Assignment: Each line of the data holding "sofa" should be found and copied.

***** Records shown

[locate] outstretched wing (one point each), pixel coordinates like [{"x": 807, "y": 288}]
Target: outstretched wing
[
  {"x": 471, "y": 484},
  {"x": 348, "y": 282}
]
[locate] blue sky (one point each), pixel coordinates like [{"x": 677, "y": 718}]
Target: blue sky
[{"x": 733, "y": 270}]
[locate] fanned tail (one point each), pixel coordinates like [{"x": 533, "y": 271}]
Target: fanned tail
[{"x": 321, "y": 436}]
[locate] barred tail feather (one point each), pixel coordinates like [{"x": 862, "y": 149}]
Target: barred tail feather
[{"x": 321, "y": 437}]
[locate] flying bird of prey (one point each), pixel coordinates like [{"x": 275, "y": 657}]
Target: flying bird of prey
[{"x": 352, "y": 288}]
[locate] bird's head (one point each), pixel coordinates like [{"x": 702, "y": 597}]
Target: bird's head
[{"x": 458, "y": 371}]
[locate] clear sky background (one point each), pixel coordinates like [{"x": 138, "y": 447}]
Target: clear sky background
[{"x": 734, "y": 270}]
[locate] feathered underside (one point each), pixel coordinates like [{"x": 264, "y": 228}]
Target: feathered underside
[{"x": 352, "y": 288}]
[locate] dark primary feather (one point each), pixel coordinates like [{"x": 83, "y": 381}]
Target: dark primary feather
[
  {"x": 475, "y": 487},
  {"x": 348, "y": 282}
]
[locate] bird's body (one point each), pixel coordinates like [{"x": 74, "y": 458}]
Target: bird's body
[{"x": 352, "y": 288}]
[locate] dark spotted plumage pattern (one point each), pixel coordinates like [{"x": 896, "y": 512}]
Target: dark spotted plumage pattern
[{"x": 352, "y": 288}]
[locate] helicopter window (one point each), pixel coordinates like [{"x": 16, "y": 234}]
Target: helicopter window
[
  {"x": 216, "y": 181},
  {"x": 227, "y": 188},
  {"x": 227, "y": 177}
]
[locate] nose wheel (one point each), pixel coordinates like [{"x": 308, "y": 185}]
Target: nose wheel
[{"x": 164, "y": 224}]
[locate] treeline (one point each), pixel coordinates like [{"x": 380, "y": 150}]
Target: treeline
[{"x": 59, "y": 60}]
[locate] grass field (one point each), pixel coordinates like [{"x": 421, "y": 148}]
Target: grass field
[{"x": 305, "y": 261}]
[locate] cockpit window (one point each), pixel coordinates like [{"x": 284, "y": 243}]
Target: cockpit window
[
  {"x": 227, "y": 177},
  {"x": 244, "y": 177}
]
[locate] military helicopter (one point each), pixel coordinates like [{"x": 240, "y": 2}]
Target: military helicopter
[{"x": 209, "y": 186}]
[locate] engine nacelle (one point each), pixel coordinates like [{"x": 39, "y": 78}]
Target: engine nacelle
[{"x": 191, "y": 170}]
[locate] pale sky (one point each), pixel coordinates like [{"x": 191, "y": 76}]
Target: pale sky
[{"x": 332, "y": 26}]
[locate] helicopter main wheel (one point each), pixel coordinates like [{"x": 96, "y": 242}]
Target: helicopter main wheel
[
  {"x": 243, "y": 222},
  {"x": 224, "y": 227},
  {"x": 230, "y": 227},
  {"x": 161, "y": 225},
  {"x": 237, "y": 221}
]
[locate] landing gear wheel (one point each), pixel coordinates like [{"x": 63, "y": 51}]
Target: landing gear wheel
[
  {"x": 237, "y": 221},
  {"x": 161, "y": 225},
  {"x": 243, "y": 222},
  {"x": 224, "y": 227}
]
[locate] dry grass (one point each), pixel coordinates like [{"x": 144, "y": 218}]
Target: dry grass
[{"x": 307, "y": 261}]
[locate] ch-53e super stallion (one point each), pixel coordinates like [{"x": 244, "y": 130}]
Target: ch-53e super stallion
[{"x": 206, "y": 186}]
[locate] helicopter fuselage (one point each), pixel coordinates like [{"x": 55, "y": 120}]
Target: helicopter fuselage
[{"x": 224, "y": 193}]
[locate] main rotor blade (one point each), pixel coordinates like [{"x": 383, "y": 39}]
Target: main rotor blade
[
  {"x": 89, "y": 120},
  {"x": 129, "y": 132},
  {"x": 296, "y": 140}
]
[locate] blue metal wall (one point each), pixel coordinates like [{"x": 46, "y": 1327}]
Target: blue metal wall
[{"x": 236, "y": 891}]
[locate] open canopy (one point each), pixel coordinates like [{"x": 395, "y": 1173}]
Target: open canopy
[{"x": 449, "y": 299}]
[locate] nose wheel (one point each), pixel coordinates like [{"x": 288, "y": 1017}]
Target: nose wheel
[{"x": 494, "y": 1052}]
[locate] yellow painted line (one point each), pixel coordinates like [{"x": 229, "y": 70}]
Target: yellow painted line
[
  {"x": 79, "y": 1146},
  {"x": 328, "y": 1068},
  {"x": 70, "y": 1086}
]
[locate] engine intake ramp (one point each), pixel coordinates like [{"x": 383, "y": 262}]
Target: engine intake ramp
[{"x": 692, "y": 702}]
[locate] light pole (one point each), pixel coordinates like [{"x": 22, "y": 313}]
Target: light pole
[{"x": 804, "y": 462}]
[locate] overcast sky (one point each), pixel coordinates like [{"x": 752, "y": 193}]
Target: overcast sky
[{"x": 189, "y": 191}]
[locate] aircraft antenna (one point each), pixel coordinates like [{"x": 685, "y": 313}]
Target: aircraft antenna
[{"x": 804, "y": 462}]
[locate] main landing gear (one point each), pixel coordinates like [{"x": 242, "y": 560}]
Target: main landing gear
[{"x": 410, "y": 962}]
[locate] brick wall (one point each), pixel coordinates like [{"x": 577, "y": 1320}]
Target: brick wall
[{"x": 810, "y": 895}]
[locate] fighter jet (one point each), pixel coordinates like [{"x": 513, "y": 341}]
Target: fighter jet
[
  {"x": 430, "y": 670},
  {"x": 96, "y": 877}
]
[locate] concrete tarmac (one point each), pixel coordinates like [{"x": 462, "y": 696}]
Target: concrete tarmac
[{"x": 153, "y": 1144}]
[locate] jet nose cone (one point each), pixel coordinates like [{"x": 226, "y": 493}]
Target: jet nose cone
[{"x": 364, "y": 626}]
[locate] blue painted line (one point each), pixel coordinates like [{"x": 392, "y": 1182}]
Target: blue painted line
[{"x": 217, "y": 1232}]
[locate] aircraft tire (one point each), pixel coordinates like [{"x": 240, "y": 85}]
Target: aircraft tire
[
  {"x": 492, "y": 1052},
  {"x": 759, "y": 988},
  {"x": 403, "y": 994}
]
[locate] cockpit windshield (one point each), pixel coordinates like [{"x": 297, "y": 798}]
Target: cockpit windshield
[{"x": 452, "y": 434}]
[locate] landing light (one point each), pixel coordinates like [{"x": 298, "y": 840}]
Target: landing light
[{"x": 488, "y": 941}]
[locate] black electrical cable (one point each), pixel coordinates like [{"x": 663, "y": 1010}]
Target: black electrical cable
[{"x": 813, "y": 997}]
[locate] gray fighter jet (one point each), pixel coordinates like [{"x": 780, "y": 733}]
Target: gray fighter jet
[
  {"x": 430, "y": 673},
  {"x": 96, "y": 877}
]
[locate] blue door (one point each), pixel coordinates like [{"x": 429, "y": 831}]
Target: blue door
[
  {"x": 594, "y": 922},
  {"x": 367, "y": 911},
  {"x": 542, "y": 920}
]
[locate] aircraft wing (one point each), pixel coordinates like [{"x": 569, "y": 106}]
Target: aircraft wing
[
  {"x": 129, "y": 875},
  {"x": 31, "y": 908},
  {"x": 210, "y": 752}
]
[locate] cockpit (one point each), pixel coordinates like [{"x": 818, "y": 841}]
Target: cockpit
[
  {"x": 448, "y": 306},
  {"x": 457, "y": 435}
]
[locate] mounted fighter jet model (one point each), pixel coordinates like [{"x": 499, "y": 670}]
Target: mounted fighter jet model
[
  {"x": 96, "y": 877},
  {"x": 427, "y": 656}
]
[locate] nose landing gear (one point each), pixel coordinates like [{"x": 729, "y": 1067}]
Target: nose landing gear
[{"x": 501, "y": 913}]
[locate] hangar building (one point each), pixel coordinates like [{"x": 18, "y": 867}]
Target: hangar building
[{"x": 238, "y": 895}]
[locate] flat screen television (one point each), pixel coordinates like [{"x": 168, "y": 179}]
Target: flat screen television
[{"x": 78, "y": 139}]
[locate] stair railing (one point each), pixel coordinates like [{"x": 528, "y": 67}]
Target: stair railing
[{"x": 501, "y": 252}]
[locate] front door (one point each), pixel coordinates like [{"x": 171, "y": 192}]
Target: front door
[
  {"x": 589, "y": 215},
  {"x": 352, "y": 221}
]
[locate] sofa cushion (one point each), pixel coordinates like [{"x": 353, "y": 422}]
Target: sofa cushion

**********

Exercise output:
[locate] sofa cushion (one point each), pixel coordinates like [{"x": 353, "y": 422}]
Target: sofa cushion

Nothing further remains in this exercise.